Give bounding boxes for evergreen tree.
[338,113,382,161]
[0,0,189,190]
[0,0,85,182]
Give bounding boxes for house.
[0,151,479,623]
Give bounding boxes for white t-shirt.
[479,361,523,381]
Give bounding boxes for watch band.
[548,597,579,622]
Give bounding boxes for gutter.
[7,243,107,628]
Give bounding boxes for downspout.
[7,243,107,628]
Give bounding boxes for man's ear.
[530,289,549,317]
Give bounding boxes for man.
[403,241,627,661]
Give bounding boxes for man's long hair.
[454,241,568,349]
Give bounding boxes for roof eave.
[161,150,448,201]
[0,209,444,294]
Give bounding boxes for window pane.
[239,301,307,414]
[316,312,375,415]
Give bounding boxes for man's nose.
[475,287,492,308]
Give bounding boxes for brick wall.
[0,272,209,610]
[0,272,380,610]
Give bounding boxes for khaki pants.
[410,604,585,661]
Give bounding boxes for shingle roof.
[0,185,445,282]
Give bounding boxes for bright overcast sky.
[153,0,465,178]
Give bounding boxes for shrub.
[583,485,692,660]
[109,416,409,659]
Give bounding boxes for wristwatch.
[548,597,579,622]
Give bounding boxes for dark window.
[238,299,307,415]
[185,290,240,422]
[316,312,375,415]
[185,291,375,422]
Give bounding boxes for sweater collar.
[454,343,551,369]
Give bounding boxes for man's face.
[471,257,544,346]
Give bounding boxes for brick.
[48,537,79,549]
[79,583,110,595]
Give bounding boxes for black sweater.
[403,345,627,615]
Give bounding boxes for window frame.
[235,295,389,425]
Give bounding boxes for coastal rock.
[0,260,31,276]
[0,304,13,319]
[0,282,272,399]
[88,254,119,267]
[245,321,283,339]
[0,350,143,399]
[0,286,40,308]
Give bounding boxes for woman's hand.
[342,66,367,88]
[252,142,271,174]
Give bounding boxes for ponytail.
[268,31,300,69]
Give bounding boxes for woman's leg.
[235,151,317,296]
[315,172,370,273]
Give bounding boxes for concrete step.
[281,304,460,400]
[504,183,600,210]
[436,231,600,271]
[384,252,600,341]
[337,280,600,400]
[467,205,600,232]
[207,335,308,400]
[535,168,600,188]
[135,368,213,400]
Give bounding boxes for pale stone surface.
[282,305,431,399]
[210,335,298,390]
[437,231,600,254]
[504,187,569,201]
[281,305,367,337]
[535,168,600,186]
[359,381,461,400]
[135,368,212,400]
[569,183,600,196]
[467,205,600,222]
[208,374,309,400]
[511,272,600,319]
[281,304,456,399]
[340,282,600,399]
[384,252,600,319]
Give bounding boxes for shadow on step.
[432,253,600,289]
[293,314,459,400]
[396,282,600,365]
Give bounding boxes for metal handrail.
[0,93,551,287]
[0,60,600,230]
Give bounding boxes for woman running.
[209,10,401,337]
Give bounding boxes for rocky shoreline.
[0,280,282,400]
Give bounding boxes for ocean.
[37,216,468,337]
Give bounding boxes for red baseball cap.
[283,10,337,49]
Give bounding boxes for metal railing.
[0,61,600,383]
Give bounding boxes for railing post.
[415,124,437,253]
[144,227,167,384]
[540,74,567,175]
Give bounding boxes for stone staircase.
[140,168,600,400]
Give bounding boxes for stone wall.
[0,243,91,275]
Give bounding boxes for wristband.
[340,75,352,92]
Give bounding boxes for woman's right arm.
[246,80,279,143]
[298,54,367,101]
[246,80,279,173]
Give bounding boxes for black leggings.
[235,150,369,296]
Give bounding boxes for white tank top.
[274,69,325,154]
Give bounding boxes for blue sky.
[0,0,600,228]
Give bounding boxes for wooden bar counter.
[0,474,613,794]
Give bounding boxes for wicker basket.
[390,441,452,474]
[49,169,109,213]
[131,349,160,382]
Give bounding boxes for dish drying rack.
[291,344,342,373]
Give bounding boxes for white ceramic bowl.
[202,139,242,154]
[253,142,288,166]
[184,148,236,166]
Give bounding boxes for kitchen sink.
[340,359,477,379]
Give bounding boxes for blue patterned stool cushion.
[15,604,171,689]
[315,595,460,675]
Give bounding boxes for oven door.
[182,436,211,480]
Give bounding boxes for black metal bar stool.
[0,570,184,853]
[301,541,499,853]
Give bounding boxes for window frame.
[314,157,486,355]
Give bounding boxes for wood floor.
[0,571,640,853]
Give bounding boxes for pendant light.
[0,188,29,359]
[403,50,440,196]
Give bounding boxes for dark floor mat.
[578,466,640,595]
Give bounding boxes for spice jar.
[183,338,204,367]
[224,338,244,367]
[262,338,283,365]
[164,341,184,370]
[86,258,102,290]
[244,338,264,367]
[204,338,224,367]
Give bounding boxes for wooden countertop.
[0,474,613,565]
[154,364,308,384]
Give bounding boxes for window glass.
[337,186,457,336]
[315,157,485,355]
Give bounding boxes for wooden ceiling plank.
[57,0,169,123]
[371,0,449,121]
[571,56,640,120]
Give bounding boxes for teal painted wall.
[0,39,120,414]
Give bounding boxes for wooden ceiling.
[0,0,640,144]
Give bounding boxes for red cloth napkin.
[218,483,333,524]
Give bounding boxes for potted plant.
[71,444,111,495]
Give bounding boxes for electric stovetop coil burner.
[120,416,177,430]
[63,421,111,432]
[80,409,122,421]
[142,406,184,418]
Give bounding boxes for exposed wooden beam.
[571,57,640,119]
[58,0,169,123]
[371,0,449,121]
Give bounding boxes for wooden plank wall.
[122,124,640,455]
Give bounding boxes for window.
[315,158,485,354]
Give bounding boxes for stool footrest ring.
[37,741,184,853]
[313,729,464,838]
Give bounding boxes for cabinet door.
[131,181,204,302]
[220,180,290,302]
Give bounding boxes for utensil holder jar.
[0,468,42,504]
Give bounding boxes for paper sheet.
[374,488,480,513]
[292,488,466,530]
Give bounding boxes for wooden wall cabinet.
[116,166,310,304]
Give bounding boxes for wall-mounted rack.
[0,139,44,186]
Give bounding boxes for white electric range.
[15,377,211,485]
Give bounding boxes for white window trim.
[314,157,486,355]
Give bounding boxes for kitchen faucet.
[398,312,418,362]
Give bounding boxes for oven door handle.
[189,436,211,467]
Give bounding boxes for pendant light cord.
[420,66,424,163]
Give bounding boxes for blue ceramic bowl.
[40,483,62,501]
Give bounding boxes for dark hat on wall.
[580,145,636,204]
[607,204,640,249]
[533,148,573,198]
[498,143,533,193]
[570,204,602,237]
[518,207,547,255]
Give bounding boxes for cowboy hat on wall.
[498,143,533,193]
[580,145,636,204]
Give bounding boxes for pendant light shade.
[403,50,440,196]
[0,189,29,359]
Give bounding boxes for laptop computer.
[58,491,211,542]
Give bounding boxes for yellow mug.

◆ EXERCISE TASK
Reproduce all of the lines above, putting "box coordinates" in place of "bounding boxes" wherever it appears. Leave every other part of the text as it is.

◆ ANSWER
Give box coordinates for evergreen tree.
[338,113,382,161]
[0,0,189,190]
[0,0,85,182]
Give box coordinates for house.
[0,151,479,623]
Give box coordinates for white t-shirt.
[479,361,523,381]
Give box coordinates for watch band.
[548,597,579,622]
Give box coordinates for gutter.
[7,243,107,628]
Give box coordinates for downspout.
[7,243,107,628]
Give box coordinates for man's ear.
[530,289,549,317]
Give box coordinates for man.
[403,241,627,661]
Give box coordinates for man's long hair.
[454,241,568,349]
Give box coordinates for roof eave.
[161,150,448,201]
[0,209,444,294]
Give box coordinates for window pane.
[239,301,307,414]
[316,312,375,415]
Give box coordinates for man's nose.
[475,287,492,308]
Give box coordinates for brick wall.
[0,272,209,610]
[0,272,380,610]
Give box coordinates for khaki pants.
[410,604,585,661]
Give box coordinates for shingle roof.
[0,185,445,282]
Give box coordinates for bright overcast sky.
[153,0,465,178]
Give box coordinates for shrub.
[583,485,692,660]
[109,416,409,659]
Give box coordinates for wristwatch.
[548,597,579,622]
Give box coordinates for dark window.
[238,299,307,415]
[185,290,240,422]
[316,312,375,415]
[185,291,375,422]
Give box coordinates for sweater collar.
[454,343,551,369]
Give box coordinates for man's face.
[471,257,544,346]
Give box coordinates for brick.
[48,537,79,549]
[79,583,110,595]
Give box coordinates for black sweater.
[403,345,627,615]
Give box coordinates for window frame.
[235,295,389,425]
Give box coordinates for coastal rock.
[0,260,31,276]
[0,304,13,319]
[0,282,272,399]
[88,254,119,267]
[245,321,283,339]
[0,350,143,399]
[0,286,40,308]
Give box coordinates for woman's hand.
[342,66,367,88]
[252,142,271,174]
Give box coordinates for ponytail.
[268,31,300,69]
Give box coordinates for woman's leg.
[235,151,317,296]
[315,172,370,273]
Give box coordinates for concrete step.
[281,304,460,400]
[504,183,600,210]
[436,231,600,271]
[384,252,600,341]
[337,280,600,400]
[467,205,600,232]
[207,335,308,400]
[535,168,600,188]
[135,368,213,400]
Give box coordinates for pale stone surface.
[282,305,431,399]
[210,335,298,390]
[437,231,600,254]
[504,187,569,201]
[281,305,367,337]
[535,168,600,186]
[359,381,461,400]
[135,368,212,400]
[569,183,600,196]
[467,205,600,222]
[208,374,309,400]
[511,272,600,319]
[281,304,456,399]
[340,282,600,399]
[384,252,600,319]
Give box coordinates for shadow on step.
[432,253,600,289]
[293,314,459,400]
[396,282,600,365]
Give box coordinates for metal handrail.
[0,93,551,287]
[0,60,600,230]
Give box coordinates for woman running.
[209,10,401,337]
Give box coordinates for rocky shoreline.
[0,280,282,400]
Give box coordinates for ocean.
[37,216,468,337]
Give box coordinates for red baseball cap.
[283,10,337,49]
Give box coordinates for metal railing.
[0,61,600,383]
Give box coordinates for railing post.
[415,124,437,253]
[144,227,167,384]
[540,74,567,175]
Give box coordinates for stone staircase.
[140,168,600,400]
Give box coordinates for stone wall.
[0,243,91,275]
Give box coordinates for wristband.
[340,75,352,92]
Give box coordinates for woman's right arm.
[246,80,279,143]
[298,54,367,101]
[246,80,279,173]
Give box coordinates for black leggings.
[235,150,369,296]
Give box coordinates for white tank top.
[274,69,325,154]
Give box coordinates for blue sky.
[0,0,600,228]
Give box coordinates for wooden bar counter.
[0,474,613,794]
Give box coordinates for wicker basket.
[390,441,452,474]
[49,169,109,213]
[131,349,160,382]
Give box coordinates for dish drying rack.
[291,344,342,373]
Give box coordinates for white ceramic bowl.
[202,139,242,154]
[253,142,288,166]
[184,148,236,166]
Give box coordinates for kitchen sink.
[340,359,477,379]
Give box coordinates for blue patterned stool cushion.
[15,604,171,689]
[315,595,460,675]
Give box coordinates for oven door.
[182,436,211,480]
Give box coordinates for black metal bar stool.
[0,570,184,853]
[301,541,499,853]
Give box coordinates for window frame.
[314,157,486,355]
Give box coordinates for wood floor.
[0,571,640,853]
Give box coordinates for pendant light.
[0,188,29,359]
[403,50,440,196]
Give box coordinates for dark floor mat.
[578,466,640,595]
Give box coordinates for spice jar.
[183,338,204,367]
[224,338,244,367]
[262,338,283,365]
[164,341,184,370]
[86,258,102,290]
[244,338,264,367]
[204,338,224,367]
Give box coordinates for wooden countertop.
[0,474,613,565]
[154,364,308,384]
Give box coordinates for window glass.
[337,186,457,336]
[315,157,485,355]
Give box coordinates for wooden ceiling plank.
[57,0,169,123]
[371,0,449,121]
[571,56,640,120]
Give box coordinates for teal painted wall.
[0,39,120,414]
Give box coordinates for wooden ceiling.
[0,0,640,144]
Give box coordinates for red cloth napkin.
[218,483,333,524]
Give box coordinates for potted plant.
[71,444,111,495]
Give box coordinates for electric stovetop coil burner.
[120,416,177,430]
[63,421,111,432]
[80,409,122,421]
[142,406,184,418]
Give box coordinates for exposed wooden beam.
[571,57,640,119]
[58,0,169,123]
[371,0,449,121]
Give box coordinates for wooden plank wall.
[122,124,640,455]
Give box coordinates for window.
[315,158,485,354]
Give box coordinates for stool footrest ring.
[37,741,184,853]
[313,729,464,838]
Give box coordinates for cabinet door.
[131,181,204,302]
[220,180,290,302]
Give box coordinates for utensil holder jar.
[0,468,42,504]
Give box coordinates for paper sheet.
[374,488,480,513]
[292,488,466,530]
Give box coordinates for wooden wall cabinet.
[116,166,310,304]
Give box coordinates for wall-mounted rack.
[0,139,44,186]
Give box coordinates for white electric range.
[15,377,211,485]
Give box coordinates for white window trim.
[314,157,486,355]
Give box coordinates for kitchen faucet.
[398,312,418,362]
Give box coordinates for oven door handle.
[189,436,211,467]
Give box coordinates for pendant light cord.
[420,66,424,163]
Give box coordinates for blue ceramic bowl.
[40,483,62,501]
Give box coordinates for dark hat on wall.
[580,145,636,204]
[607,204,640,249]
[533,148,573,198]
[498,143,533,193]
[570,204,602,237]
[518,207,547,255]
Give box coordinates for cowboy hat on wall.
[498,143,533,193]
[580,145,636,204]
Give box coordinates for pendant light shade.
[403,50,440,196]
[0,189,29,359]
Give box coordinates for laptop computer.
[58,491,211,542]
Give box coordinates for yellow mug.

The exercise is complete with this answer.